**Set exercise**
Could you put all of the rows below into a Markdown table with the columns "No." and "Text", giving each line its own number and skipping blank lines? Leave the pictures out of the table.

Annotation data for object locations

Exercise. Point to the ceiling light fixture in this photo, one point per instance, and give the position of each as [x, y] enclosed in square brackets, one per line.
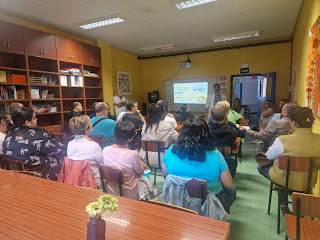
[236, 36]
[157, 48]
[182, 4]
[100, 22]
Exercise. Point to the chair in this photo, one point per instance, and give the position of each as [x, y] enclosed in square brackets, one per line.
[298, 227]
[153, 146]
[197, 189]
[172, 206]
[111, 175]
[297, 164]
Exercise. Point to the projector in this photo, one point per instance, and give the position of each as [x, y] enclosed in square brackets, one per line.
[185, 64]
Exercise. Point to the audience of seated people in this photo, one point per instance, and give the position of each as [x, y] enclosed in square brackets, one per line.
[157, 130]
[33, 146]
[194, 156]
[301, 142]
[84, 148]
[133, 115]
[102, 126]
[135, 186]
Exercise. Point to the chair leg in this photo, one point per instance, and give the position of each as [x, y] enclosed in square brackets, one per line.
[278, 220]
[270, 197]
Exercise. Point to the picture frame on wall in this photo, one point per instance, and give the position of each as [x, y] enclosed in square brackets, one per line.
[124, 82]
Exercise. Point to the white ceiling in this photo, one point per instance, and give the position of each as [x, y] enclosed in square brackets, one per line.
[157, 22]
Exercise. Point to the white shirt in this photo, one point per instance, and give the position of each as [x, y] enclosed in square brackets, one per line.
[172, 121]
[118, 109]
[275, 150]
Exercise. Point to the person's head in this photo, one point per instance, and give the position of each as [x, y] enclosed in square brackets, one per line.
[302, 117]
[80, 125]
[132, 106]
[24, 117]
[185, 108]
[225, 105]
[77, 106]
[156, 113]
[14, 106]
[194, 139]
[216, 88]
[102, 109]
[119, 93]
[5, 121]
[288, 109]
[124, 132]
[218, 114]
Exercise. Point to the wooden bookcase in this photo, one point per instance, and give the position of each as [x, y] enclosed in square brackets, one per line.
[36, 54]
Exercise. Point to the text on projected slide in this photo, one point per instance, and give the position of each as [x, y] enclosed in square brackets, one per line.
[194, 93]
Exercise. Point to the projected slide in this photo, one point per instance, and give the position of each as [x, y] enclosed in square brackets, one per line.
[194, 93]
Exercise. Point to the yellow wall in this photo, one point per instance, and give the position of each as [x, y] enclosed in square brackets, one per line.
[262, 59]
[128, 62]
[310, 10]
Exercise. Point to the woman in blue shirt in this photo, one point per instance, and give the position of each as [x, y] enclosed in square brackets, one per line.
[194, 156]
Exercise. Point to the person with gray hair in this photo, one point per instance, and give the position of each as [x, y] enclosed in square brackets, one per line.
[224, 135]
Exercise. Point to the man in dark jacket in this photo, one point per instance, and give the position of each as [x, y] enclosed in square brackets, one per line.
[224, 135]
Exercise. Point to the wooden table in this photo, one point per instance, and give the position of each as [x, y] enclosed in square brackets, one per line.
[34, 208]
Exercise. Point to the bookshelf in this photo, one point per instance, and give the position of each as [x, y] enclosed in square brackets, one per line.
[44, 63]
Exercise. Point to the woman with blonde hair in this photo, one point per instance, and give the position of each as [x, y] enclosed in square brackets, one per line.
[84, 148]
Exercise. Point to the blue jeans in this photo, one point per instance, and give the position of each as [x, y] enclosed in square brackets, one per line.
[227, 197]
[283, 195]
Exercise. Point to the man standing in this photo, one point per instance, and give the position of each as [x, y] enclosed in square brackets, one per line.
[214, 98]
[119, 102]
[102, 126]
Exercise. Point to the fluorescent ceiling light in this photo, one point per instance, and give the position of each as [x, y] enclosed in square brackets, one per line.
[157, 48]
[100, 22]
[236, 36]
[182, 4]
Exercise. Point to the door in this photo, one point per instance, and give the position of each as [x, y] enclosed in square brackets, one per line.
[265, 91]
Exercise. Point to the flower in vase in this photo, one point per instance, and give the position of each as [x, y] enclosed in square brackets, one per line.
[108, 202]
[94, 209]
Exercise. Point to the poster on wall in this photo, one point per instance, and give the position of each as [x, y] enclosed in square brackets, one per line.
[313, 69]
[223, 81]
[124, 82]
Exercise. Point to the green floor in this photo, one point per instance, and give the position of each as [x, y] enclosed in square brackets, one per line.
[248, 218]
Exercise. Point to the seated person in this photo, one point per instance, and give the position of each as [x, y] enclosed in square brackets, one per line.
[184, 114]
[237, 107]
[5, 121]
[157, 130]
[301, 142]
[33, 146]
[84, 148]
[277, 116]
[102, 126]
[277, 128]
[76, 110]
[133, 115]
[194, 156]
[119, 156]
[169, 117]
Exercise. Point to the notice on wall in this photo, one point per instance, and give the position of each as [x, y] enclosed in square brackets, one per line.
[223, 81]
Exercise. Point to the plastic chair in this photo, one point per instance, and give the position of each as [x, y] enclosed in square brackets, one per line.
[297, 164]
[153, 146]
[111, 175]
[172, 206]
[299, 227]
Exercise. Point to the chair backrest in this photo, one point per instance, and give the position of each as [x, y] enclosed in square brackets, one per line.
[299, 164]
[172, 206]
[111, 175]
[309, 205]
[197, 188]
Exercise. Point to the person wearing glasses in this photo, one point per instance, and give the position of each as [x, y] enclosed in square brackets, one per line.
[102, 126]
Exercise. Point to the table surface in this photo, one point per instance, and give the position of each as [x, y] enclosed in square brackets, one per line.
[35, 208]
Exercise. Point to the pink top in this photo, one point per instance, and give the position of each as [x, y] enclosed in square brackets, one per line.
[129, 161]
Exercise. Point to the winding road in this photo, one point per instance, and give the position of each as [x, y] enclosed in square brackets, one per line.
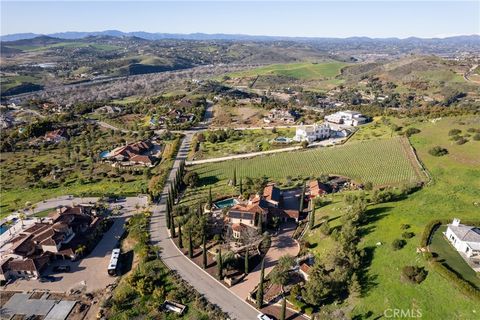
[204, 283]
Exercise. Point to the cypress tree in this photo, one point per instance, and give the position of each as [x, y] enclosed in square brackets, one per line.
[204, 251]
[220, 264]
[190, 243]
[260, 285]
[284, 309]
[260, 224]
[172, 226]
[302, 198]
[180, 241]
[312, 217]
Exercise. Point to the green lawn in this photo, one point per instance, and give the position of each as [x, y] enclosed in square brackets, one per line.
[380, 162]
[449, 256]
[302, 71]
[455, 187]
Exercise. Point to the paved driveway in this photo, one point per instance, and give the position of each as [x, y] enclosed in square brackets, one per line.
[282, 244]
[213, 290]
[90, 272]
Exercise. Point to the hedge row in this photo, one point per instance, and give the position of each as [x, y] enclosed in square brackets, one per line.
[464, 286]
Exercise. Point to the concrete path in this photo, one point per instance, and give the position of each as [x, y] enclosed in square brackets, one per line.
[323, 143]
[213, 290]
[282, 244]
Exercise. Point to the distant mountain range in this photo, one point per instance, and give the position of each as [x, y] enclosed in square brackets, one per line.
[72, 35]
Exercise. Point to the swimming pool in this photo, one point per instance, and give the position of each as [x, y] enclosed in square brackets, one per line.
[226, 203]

**Expected answer**
| No. | Text |
|---|---|
| 1 | Exercise. Point to the ceiling light fixture in this photo, one point per instance, and give the position of each as [x, y] enclosed in square brackets, one per line. |
| 2 | [236, 36] |
| 3 | [157, 48] |
| 4 | [182, 4] |
| 5 | [100, 22] |
| 6 | Exercise. Point to the chair in this photo, one point per instance, and give the position of each as [x, y] enclosed in square brackets, one per line. |
| 7 | [298, 227] |
| 8 | [153, 146] |
| 9 | [197, 189] |
| 10 | [172, 206] |
| 11 | [111, 175] |
| 12 | [297, 164] |
| 13 | Exercise. Point to the projector in this photo, one point per instance, and give the position of each as [x, y] enclosed in square brackets, one per line. |
| 14 | [185, 64] |
| 15 | Exercise. Point to the audience of seated people in this photo, one point per instance, and give the position of each as [x, y] enclosed in square brackets, one per line. |
| 16 | [157, 130] |
| 17 | [33, 146] |
| 18 | [194, 156] |
| 19 | [301, 142] |
| 20 | [84, 148] |
| 21 | [133, 115] |
| 22 | [102, 126] |
| 23 | [135, 186] |
| 24 | Exercise. Point to the chair leg in this photo, one point per instance, and give the position of each as [x, y] enclosed in square brackets, one per line. |
| 25 | [278, 220] |
| 26 | [270, 197] |
| 27 | Exercise. Point to the picture frame on wall in this photo, one point per instance, and give the position of each as [x, y] enclosed in square brackets, one per line. |
| 28 | [124, 82] |
| 29 | Exercise. Point to the white ceiling in this photo, one point per instance, and give the position of each as [x, y] enclosed in square brackets, one per line. |
| 30 | [157, 22] |
| 31 | Exercise. Point to the white shirt in this photo, one point per instance, and give the position of each as [x, y] enclosed in square brackets, one per line. |
| 32 | [172, 121] |
| 33 | [118, 109] |
| 34 | [275, 150] |
| 35 | Exercise. Point to the person's head in this photo, one point per instance, and give the position of each as [x, y] enclosed in square brackets, one per line. |
| 36 | [302, 117] |
| 37 | [80, 125] |
| 38 | [132, 106] |
| 39 | [24, 117] |
| 40 | [185, 108] |
| 41 | [225, 105] |
| 42 | [77, 106] |
| 43 | [156, 113] |
| 44 | [14, 106] |
| 45 | [194, 139] |
| 46 | [216, 88] |
| 47 | [102, 109] |
| 48 | [119, 93] |
| 49 | [5, 121] |
| 50 | [288, 109] |
| 51 | [124, 132] |
| 52 | [218, 114] |
| 53 | Exercise. Point to the wooden bookcase in this photo, one point per instance, and give the position of each as [x, y] enclosed in square brackets, one per line. |
| 54 | [36, 54] |
| 55 | Exercise. Point to the text on projected slide in this photo, one point per instance, and give the position of each as [x, y] enclosed in square brackets, one per line. |
| 56 | [194, 93] |
| 57 | Exercise. Point to the projected slide in this photo, one point per instance, and give the position of each as [x, y] enclosed in square brackets, one per line. |
| 58 | [194, 93] |
| 59 | Exercise. Point to the yellow wall in this photo, one point per instance, and give the position of each as [x, y] enclosed in square brackets, one per line. |
| 60 | [262, 59] |
| 61 | [128, 62] |
| 62 | [310, 10] |
| 63 | Exercise. Point to the woman in blue shirt in this photo, one point per instance, and give the position of each as [x, y] enclosed in square brackets, one per line. |
| 64 | [194, 156] |
| 65 | Exercise. Point to the person with gray hair in this photo, one point per instance, and give the position of each as [x, y] enclosed in square brackets, one per line. |
| 66 | [224, 135] |
| 67 | Exercise. Point to the man in dark jacket in this photo, one point per instance, and give the position of each as [x, y] enclosed in square brackets, one per line. |
| 68 | [224, 135] |
| 69 | Exercise. Point to the wooden table in this photo, one point per instance, and give the position of each as [x, y] enclosed in square brackets, one per line. |
| 70 | [34, 208] |
| 71 | Exercise. Point to the bookshelf in this photo, one point per instance, and give the position of each as [x, y] enclosed in square brackets, one per line. |
| 72 | [44, 63] |
| 73 | Exercise. Point to the woman with blonde hair in this photo, one point per instance, and give the position of each as [x, y] enclosed in square brackets, one per line. |
| 74 | [84, 148] |
| 75 | Exercise. Point to the blue jeans in this photo, one point per instance, and give the position of each as [x, y] enclosed in square brackets, one per line. |
| 76 | [227, 197] |
| 77 | [283, 195] |
| 78 | Exercise. Point to the man standing in this photo, one point per instance, and give the position of each as [x, y] enclosed in square brackets, one per line. |
| 79 | [214, 98] |
| 80 | [119, 102] |
| 81 | [102, 126] |
| 82 | Exercise. Point to the fluorescent ceiling light in this photo, one point per instance, and give the position of each as [x, y] enclosed in square brackets, one per line. |
| 83 | [157, 48] |
| 84 | [100, 22] |
| 85 | [236, 36] |
| 86 | [182, 4] |
| 87 | Exercise. Point to the door in this photo, one point per instance, and give the position of each as [x, y] enclosed in square brackets, one per line. |
| 88 | [265, 91] |
| 89 | Exercise. Point to the flower in vase in this photo, one point per instance, and give the position of each as [x, y] enclosed in square brackets, one per line. |
| 90 | [108, 202] |
| 91 | [94, 209] |
| 92 | Exercise. Point to the poster on wall in this photo, one point per instance, and give the position of each as [x, y] enclosed in square brackets, one per line. |
| 93 | [313, 69] |
| 94 | [223, 81] |
| 95 | [124, 82] |
| 96 | Exercise. Point to the green floor in this photo, one point per instance, and give the position of each as [x, y] enclosed in square brackets, one per line. |
| 97 | [248, 218] |
| 98 | Exercise. Point to the seated person in this photo, one point per instance, and give the position of each as [x, y] enclosed in square brackets, one per line. |
| 99 | [184, 114] |
| 100 | [237, 107] |
| 101 | [5, 121] |
| 102 | [157, 130] |
| 103 | [301, 142] |
| 104 | [33, 146] |
| 105 | [84, 148] |
| 106 | [277, 116] |
| 107 | [102, 126] |
| 108 | [277, 128] |
| 109 | [76, 110] |
| 110 | [133, 115] |
| 111 | [194, 156] |
| 112 | [119, 156] |
| 113 | [169, 117] |
| 114 | Exercise. Point to the notice on wall in this photo, one point per instance, and give the position of each as [x, y] enclosed in square brackets, one per line. |
| 115 | [223, 81] |
| 116 | Exercise. Point to the plastic chair in this photo, one point per instance, and give the position of each as [x, y] enclosed in square brackets, one per line. |
| 117 | [297, 164] |
| 118 | [153, 146] |
| 119 | [111, 175] |
| 120 | [172, 206] |
| 121 | [299, 227] |
| 122 | Exercise. Point to the chair backrest in this photo, one point per instance, and give the position of each as [x, y] enclosed in square brackets, one per line. |
| 123 | [299, 164] |
| 124 | [172, 206] |
| 125 | [111, 175] |
| 126 | [309, 205] |
| 127 | [197, 188] |
| 128 | Exercise. Point to the person wearing glasses in this photo, one point per instance, and give the position of each as [x, y] enclosed in square brackets, one per line. |
| 129 | [102, 126] |
| 130 | Exercise. Point to the table surface in this photo, one point per instance, and give the position of each as [x, y] enclosed in square brackets, one per line. |
| 131 | [35, 208] |
| 132 | Exercise. Point to the pink top in this photo, one point per instance, and give the position of each as [x, y] enclosed in square brackets, one per line. |
| 133 | [129, 161] |
| 134 | Exercise. Point to the winding road in this photo, one point per instance, and give the position of each as [x, y] enclosed in square brackets, one per line. |
| 135 | [204, 283] |
| 136 | Exercise. Point to the cypress tree in this photo, one point per instance, and give the position of each as [x, y] enclosed in square brackets, one per line. |
| 137 | [204, 251] |
| 138 | [220, 264] |
| 139 | [190, 243] |
| 140 | [260, 285] |
| 141 | [284, 309] |
| 142 | [260, 224] |
| 143 | [172, 226] |
| 144 | [302, 198] |
| 145 | [180, 241] |
| 146 | [312, 217] |
| 147 | Exercise. Point to the green lawn in this photo, one point per instance, and give the position of each as [x, y] enclosed in square brackets, one per line. |
| 148 | [380, 162] |
| 149 | [449, 256] |
| 150 | [302, 71] |
| 151 | [455, 187] |
| 152 | Exercise. Point to the paved driveway in this photo, one point per instance, and give the position of each as [x, y] enclosed in square brackets, one per line. |
| 153 | [282, 244] |
| 154 | [213, 290] |
| 155 | [90, 272] |
| 156 | Exercise. Point to the hedge row in this photo, one point per instance, and give the position of each as [x, y] enclosed in square brackets, one per line. |
| 157 | [464, 286] |
| 158 | Exercise. Point to the concrete path in this photo, one point per instance, and give the position of each as [x, y] enclosed in square brackets, one per line. |
| 159 | [323, 143] |
| 160 | [213, 290] |
| 161 | [282, 244] |
| 162 | Exercise. Point to the distant mountain range in this photo, one point per instance, and give the position of each as [x, y] enclosed in square brackets, one per line. |
| 163 | [72, 35] |
| 164 | Exercise. Point to the swimming pool in this photo, one point per instance, and give the position of each as [x, y] enclosed in square brackets, one per line. |
| 165 | [226, 203] |